**Stored data entries**
────────────────────────────────────────
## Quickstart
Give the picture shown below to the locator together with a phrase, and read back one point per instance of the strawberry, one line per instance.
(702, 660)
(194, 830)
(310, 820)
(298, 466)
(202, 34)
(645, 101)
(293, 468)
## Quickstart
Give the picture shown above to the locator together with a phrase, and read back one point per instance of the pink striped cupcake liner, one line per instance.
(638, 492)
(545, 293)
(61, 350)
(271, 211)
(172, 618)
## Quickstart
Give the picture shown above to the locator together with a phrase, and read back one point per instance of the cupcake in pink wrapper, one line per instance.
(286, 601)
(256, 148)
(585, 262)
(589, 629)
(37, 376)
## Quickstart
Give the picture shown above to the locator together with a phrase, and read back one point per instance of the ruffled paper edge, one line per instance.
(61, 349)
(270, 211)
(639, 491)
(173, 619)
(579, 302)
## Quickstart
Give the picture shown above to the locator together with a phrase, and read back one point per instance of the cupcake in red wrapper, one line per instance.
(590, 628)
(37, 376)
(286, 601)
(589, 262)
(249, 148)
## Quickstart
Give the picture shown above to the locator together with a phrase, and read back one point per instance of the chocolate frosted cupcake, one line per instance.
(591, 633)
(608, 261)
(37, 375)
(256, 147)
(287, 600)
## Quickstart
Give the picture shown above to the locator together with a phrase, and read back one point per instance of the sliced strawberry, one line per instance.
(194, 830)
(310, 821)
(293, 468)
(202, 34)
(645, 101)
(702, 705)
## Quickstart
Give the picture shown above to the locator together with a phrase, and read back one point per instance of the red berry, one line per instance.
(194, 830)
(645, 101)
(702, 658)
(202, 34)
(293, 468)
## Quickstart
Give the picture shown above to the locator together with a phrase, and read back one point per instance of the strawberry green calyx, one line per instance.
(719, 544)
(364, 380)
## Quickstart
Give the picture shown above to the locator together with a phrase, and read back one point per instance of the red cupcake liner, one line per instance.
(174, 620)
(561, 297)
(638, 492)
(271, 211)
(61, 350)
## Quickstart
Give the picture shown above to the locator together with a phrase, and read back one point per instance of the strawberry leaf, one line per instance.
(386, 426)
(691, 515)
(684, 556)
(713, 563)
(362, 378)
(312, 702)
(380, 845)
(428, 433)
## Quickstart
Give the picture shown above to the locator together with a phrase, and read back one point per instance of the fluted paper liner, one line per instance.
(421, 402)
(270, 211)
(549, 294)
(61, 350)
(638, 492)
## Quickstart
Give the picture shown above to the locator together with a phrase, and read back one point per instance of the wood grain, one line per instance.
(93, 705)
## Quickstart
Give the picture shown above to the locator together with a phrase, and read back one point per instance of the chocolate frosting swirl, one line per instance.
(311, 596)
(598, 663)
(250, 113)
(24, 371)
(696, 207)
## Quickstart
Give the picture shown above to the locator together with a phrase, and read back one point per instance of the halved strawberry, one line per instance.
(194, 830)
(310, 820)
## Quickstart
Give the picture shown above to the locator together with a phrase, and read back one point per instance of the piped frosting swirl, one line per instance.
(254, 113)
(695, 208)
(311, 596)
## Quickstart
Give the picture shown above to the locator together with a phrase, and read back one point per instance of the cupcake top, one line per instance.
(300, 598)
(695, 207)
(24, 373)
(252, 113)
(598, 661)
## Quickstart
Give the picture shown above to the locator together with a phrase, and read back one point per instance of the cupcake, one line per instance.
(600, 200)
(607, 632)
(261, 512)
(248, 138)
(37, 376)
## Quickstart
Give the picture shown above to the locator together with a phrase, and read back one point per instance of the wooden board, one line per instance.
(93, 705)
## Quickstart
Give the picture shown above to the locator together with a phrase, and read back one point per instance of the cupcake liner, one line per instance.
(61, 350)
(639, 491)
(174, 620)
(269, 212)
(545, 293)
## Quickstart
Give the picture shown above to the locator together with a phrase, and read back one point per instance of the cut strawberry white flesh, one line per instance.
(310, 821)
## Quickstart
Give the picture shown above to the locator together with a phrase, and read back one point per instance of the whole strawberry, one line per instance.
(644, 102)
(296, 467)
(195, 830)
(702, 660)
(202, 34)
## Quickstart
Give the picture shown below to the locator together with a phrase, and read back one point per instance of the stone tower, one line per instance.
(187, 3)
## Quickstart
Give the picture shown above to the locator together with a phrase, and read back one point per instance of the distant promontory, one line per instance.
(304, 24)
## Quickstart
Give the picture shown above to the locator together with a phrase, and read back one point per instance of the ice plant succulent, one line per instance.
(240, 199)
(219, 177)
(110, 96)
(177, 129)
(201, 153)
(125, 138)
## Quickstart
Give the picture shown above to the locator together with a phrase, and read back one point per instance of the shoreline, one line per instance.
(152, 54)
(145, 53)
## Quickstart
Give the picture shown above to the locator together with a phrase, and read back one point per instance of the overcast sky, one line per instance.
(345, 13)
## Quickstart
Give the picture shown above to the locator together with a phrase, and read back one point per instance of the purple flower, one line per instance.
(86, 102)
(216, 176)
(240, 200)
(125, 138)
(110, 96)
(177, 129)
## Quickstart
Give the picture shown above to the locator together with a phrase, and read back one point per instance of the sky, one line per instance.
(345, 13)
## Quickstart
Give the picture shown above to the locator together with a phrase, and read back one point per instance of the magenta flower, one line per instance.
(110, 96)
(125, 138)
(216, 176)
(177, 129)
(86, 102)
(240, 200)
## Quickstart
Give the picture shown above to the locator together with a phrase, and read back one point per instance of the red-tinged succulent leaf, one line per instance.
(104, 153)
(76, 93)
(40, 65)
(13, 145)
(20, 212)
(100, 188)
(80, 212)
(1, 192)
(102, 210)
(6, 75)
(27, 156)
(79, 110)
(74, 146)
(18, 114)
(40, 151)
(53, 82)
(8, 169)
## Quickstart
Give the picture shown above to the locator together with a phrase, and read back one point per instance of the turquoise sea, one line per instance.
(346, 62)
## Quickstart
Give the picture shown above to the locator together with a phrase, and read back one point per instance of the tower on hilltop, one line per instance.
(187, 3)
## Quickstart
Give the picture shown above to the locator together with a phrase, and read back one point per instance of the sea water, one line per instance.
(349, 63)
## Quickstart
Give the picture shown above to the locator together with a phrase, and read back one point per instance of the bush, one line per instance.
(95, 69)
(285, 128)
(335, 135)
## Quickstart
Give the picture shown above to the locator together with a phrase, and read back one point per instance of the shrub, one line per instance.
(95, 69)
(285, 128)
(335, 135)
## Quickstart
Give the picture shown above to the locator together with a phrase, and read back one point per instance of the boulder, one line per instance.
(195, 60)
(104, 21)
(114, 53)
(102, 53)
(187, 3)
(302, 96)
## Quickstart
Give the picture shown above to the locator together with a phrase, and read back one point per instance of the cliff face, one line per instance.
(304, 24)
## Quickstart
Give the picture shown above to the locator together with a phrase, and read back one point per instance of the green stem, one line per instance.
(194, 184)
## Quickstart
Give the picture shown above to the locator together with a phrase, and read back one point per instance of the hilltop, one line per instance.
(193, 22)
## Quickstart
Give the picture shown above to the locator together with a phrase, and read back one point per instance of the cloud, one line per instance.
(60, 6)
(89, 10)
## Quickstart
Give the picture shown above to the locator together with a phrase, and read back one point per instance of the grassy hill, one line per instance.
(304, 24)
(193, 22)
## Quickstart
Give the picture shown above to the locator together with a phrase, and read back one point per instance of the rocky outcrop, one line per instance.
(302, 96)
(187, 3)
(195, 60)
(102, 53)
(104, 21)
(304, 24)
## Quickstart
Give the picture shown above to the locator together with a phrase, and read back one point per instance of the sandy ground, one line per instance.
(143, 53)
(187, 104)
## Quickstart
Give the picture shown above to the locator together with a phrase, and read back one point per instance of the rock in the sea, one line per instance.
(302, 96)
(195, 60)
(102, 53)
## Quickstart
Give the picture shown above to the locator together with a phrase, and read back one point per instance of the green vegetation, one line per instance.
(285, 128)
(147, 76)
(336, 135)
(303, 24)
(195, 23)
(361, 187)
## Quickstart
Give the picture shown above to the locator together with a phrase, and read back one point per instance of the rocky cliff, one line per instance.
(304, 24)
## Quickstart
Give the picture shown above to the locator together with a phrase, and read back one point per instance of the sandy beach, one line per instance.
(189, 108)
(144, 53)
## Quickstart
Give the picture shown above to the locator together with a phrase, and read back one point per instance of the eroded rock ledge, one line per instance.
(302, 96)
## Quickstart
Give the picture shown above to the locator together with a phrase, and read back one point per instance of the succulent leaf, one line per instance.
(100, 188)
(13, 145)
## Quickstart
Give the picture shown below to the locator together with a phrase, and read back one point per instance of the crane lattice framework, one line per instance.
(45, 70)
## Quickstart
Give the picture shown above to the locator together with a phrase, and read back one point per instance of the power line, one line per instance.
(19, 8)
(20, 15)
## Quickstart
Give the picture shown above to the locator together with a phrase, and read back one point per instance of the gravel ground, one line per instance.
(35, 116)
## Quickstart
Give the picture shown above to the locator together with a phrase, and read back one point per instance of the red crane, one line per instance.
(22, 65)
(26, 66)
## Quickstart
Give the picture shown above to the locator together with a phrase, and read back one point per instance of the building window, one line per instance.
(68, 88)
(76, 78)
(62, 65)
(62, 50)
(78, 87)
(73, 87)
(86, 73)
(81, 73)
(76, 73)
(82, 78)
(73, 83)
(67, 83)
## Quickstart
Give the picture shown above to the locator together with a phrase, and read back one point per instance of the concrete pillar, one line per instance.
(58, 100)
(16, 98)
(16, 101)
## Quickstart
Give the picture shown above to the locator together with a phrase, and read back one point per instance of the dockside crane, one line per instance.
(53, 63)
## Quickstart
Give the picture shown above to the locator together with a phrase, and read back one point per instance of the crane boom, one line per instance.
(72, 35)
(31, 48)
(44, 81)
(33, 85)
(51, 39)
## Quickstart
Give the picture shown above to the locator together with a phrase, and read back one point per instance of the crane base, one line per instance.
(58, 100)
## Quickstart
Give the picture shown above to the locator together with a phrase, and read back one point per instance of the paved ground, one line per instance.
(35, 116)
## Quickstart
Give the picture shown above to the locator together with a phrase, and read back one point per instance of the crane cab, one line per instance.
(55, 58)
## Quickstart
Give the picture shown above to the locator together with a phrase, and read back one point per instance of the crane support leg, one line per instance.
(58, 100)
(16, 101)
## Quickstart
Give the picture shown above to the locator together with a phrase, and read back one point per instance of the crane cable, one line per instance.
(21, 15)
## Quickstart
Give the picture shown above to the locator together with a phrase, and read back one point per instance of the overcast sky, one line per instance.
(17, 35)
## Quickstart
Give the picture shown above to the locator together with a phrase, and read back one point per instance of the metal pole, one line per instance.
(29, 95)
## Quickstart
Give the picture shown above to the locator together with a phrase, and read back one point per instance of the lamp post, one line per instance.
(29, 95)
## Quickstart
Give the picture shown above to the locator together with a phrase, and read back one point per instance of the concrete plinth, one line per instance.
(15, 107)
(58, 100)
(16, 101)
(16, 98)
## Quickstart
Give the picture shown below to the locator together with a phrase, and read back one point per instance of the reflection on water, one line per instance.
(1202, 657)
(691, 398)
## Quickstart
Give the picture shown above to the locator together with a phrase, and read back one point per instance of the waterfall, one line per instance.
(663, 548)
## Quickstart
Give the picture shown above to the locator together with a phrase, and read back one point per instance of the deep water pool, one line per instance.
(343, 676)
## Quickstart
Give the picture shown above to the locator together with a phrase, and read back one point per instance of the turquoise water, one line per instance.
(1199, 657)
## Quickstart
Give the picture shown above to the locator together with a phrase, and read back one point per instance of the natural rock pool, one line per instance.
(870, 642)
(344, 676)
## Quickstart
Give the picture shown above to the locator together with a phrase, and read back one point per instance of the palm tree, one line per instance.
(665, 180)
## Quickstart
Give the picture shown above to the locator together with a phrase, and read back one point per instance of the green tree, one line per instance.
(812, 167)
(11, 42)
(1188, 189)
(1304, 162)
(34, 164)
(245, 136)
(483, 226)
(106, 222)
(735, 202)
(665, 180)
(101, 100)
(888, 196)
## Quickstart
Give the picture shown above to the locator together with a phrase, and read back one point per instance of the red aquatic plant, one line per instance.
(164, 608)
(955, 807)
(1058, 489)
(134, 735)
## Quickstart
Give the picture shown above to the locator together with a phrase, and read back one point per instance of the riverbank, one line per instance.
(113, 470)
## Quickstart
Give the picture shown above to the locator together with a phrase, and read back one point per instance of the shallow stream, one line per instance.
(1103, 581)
────────────────────────────────────────
**What you are asked to do**
Show every line of the items above that contains the word "ground", matching case exactly.

**Problem solution**
Give the picture shown above to the locator together with a phrase, and read back one point per instance of the sandy ground, one line per instance.
Give the picture shown above to the locator together with a phrase, and read back one point per instance of the gravel ground, one line per instance.
Give the picture shown above to the locator together with a phrase, and read back one point per instance of the paved ground, one line per instance.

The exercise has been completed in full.